• _抜粋本文_:
★ ★ ★ ★ ★
津波の必要十分条件
「大きな地震が来たら津波に注意しろ」は今更知らぬ者はないであろう。大地震は津波の「十分条件」と書いて良いのでは無いか。一方。
今日9月24日。唐突な津波注意報に面食らった方は多いことだろう。「震度1以上」を感じた(=人の住むところで揺れた)ところはないのだ。
そして実際津波は来た。これは何度も書いておくが50センチを侮るなかれ。時速30キロくらいで50センチの水の壁が来る。「流れるプール」を逆らって歩けるか?あれの15倍からの速度で海から来る洪水が津波だ。
さて今回のこれ一応M5.9(のちM5.8/深さ19km)の「地震」とされているが、
伊豆諸島の鳥島近海に位置する直径約8 kmの海底カルデラ火山・スミスカルデラでは,おおよそ十年間隔(1984年・1996年・2006年・
2015年・2018年)で地震マグニチュード5–6程度の特異な火山性地震が繰り返し,地震規模から経験的に推定されるより大きな津波を引き起
こした(以降,「鳥島地震」と呼ぶ)
まぁ、これの「2024年版」でしょう。このことは、地震=津波の直結思考は正しい認識だが「地震じゃないから津波は来ない」は正しくない。津波を起こす「必要条件」は地震に限らない、と言える。
★ ★ ★ ★ ★
• _表示データ_:
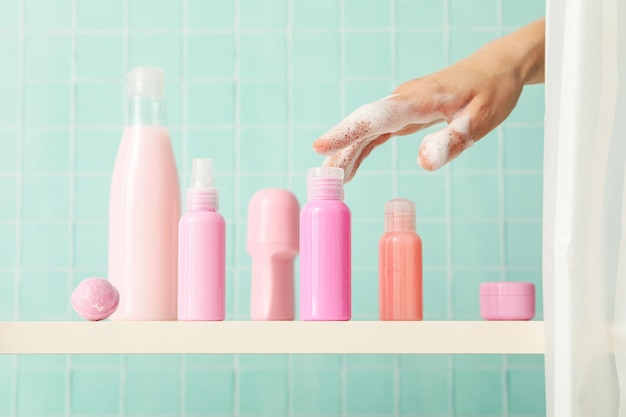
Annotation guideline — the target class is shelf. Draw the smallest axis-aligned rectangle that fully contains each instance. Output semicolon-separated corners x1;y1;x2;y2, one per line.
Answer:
0;321;544;354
★ ★ ★ ★ ★
• _演習課題_: 津波についての文章から、「今日9月24日。唐突な津波注」から「は地震に限らない、と言える。」まで(末尾の語句を含む)を一字も変えずに引用せよ。

• _以下の出力_:
今日9月24日。唐突な津波注意報に面食らった方は多いことだろう。「震度1以上」を感じた(=人の住むところで揺れた)ところはないのだ。
そして実際津波は来た。これは何度も書いておくが50センチを侮るなかれ。時速30キロくらいで50センチの水の壁が来る。「流れるプール」を逆らって歩けるか?あれの15倍からの速度で海から来る洪水が津波だ。
さて今回のこれ一応M5.9(のちM5.8/深さ19km)の「地震」とされているが、
伊豆諸島の鳥島近海に位置する直径約8 kmの海底カルデラ火山・スミスカルデラでは,おおよそ十年間隔(1984年・1996年・2006年・
2015年・2018年)で地震マグニチュード5–6程度の特異な火山性地震が繰り返し,地震規模から経験的に推定されるより大きな津波を引き起
こした(以降,「鳥島地震」と呼ぶ)
まぁ、これの「2024年版」でしょう。このことは、地震=津波の直結思考は正しい認識だが「地震じゃないから津波は来ない」は正しくない。津波を起こす「必要条件」は地震に限らない、と言える。